* **Task item A**: Please repeat the Consumer Core HDHP plan description word for word, starting with "- For non-preventative" and going on through "June 30, 2016)".
* **Task item B**: Carry on the Consumer Core HDHP plan description from the point where it stops.

* **Text block**:
..............................

Consumer Core HDHP/HSA Plan
High Deductible Health Plan (HDHP) is an in-network medical plan design. Features of this plan include:
- In-network preventive care exams are covered at 100%. Therefore, those who enroll in the Consumer Core HDHP are encouraged to take an active role in their health care decisions and ask detailed questions of their health care providers, such as, “will this test be coded as preventive or diagnostic?"
- All eligible medical and pharmacy expenses, for the employee plus his/her covered dependents, contribute toward the calendar year deductible and out-of-pocket maximum.
- For non-preventative services, coverage begins after a calendar year collective deductible ($1300 individual, $2,600 for employee +1 or family) has been satisfied.
- After the calendar year deductible has been met, the participant then pays co-insurance (10% for medical and 20% / 30% / 40% for pharmacy depending upon tier) on eligible expenses until the calendar year out-of-pocket maximum ($2,500 individual, $5,000 for employee + 1 or family) has been satisfied.
- Once the calendar year out-of-pocket maximum has been met, covered expenses are paid at 100% for the remainder of the calendar year.
Consumer Core HDHP Per Paycheck Premiums (July 1, 2015 through June 30, 2016)
Consumer Core HDHP/HSA Plan Certificate of Coverage (COMING SOON!)

..............................

(Records from a collection)
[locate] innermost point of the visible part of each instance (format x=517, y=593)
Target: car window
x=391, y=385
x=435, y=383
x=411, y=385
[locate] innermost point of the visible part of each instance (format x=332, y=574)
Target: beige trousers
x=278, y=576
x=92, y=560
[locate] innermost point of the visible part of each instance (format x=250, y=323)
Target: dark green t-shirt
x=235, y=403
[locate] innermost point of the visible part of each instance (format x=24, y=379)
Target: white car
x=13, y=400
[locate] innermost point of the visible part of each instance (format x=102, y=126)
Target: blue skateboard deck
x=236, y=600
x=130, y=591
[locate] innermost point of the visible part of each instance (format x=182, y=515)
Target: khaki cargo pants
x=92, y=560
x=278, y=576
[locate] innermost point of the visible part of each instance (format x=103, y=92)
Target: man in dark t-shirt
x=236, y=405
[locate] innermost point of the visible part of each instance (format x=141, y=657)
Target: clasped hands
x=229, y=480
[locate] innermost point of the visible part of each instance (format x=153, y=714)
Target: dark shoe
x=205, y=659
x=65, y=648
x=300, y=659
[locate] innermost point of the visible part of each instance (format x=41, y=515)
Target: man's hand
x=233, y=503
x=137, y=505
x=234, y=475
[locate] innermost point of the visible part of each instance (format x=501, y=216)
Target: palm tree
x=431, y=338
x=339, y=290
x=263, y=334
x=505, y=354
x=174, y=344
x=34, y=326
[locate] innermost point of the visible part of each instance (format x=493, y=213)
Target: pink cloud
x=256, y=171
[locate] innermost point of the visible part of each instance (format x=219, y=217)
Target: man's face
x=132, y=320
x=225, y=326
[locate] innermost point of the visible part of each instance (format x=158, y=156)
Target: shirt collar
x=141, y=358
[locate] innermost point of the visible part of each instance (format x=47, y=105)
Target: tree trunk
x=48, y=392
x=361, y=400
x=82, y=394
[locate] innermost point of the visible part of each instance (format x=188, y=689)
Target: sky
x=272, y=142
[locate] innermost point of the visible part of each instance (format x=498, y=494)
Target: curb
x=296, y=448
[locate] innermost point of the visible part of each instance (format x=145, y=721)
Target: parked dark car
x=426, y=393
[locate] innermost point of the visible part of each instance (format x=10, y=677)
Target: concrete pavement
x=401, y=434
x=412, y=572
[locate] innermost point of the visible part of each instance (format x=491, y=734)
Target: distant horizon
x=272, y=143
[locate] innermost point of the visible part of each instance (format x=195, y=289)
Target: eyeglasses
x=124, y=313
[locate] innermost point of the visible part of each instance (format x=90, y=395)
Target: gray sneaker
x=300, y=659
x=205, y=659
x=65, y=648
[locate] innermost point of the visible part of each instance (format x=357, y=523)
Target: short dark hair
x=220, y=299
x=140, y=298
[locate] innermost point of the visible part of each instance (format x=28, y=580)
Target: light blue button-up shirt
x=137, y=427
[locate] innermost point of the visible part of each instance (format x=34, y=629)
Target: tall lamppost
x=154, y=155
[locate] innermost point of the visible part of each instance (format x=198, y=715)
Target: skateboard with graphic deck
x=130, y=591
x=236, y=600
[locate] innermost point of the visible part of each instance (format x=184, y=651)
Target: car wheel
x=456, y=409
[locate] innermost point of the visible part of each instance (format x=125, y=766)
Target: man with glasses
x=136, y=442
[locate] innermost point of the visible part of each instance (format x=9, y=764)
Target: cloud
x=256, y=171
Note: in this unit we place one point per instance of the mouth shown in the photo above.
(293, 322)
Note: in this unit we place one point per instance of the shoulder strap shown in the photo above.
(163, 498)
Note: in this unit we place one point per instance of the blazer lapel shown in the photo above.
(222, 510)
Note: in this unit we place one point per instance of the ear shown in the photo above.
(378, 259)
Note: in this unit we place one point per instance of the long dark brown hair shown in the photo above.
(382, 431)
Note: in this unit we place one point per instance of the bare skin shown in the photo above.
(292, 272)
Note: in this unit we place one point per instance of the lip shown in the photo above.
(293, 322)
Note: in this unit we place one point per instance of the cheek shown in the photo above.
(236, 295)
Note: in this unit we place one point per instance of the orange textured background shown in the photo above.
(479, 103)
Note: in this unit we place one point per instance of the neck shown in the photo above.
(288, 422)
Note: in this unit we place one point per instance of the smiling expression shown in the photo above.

..............................

* **Exercise result A**:
- For non-preventative services, coverage begins after a calendar year collective deductible ($1300 individual, $2,600 for employee +1 or family) has been satisfied.
- After the calendar year deductible has been met, the participant then pays co-insurance (10% for medical and 20% / 30% / 40% for pharmacy depending upon tier) on eligible expenses until the calendar year out-of-pocket maximum ($2,500 individual, $5,000 for employee + 1 or family) has been satisfied.
- Once the calendar year out-of-pocket maximum has been met, covered expenses are paid at 100% for the remainder of the calendar year.
Consumer Core HDHP Per Paycheck Premiums (July 1, 2015 through June 30, 2016)

* **Exercise result B**:
A Health Savings Account (HSA) is a tax-advantaged account for participants enrolled in a HDHP. J P Morgan Chase is the administrator for CIGNA’s HDHP/HSA account (CIGNA Choice Fund). As of October 1, 2015, CIGNA will be moving to a new administrator, HSA Bank.
- Only qualified expenses, as allowed by the IRS, are eligible for reimbursement from an HSA on a tax-free basis.
- Unlike the Flexible Spending Account, unused HSA funds rollover from plan year to plan year.
- To be eligible, the employee must be enrolled in a HDHP and must not be covered by any other health insurance that is not a HDHP.
- The funds in the HSA are owned and controlled by the employee/account owner. It is his/her responsibility to keep track of all deposits and expenditures and to retain all receipts. The employee is responsible for determining whether or not a particular expense is considered to be a qualified medical expense.
- The funds can be used for any person treated as a qualified dependent on the employee’s federal tax form, even if the dependent is not enrolled in the HDHP.
- In addition to pre-tax contributions via payroll deduction, contributions can also be made to an employee’s HSA by others (e.g., relatives). However, the employee receives the benefit of the tax deduction. The maximum contribution for 2015 is $3,350 if an employee elects individual HDHP coverage and $6,550 if he/she elects employee + 1 or family HDHP coverage.
- Employees aged 55+ during the July 1, 2015 – June 30, 2016 plan year may elect to contribute an additional $1,000 to the HSA. (Please contact the University Benefits office, after you have made the HDHP/HSA plan election during Open Enrollment, if you are interested in taking advantage of this option.)
- The HSA earns interest, much like a regular interest-bearing bank account. Interest is calculated daily and posted to the account monthly.
- Once the HSA balance reaches $2,000, the employee may elect to invest the additional amount (in excess of $2,000) in options available through J P Morgan Chase (fees and charges may apply). As of October 1, 2015, CIGNA will be moving to a new administrator, HSA Bank.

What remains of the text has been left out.